* [Source]:
****

The second is as a corporation, in which the suppressor is purchased by the corporation and becomes a corporate asset - and therefore can only be possessed by corporate officers and directors.  This is the route I took.  With this route there's no photo, fingerprint, background check, or CLEO signature requirement.  For this approach you need to have a corporation.  It can be either a C corp or an S corp, and there are folks out there using LLCs and trusts also.  There isn't a lot of precedent in terms of the ATF "accepting" LLCs and trusts, so I went with the C corp (what you'd think of as a "normal" corporation) since C corporations have been and will always be considered "real" corporations.  The benefit of going the corporate route is no photo, fingerprint, background check, or CLEO, but there are drawbacks too.  First you have the cost of incorporating in your state of residence and then (typically) an annual filing fee and an annual report. The corporation is also subject to typical corporate resolution requirements (to keep the corporate veil in place) such as annual meetings, a Board of Directors, executive officers, etc.  In addition, if a suppressor is owned by a corporation, then if for any reason your personal assets are at risk (bankruptcy, etc.), the corporate assets are legally isolated.  If possessed by anyone other than an authorized corporate officer or director, then the possessing party is guilty of a felony.  There are provisions in the NFA for legal temporary storage of NFA items by corporations.  Corporations are not as much trouble as they sound like they'd be.

It's generally a good idea to carry a copy of the approved Form 4 with the can at all times in case you get stopped by a police officer.  If you want to transport a can across state lines, irrespective of whether it's owned by a corp or by an individual, there is technically no ATF approval required.  However, since most police officers don't know the ins and outs of the NFA, I get approval."

ML


----------

****

* [Data block]:
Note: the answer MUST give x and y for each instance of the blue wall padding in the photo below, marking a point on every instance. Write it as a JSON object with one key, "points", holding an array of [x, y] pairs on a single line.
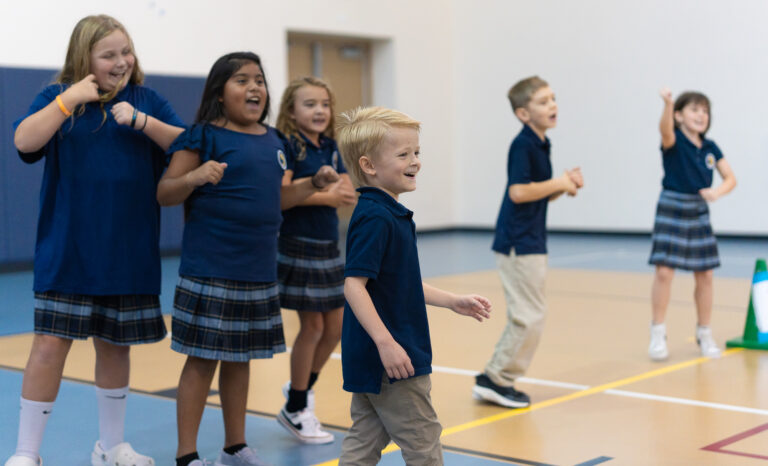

****

* [Short exercise]: In the suppressor text, what kind of corporation did the writer choose for owning the suppressor? Rely only on the suppressor text; the lines play no part.

* [Solution to this task]: A C corporation.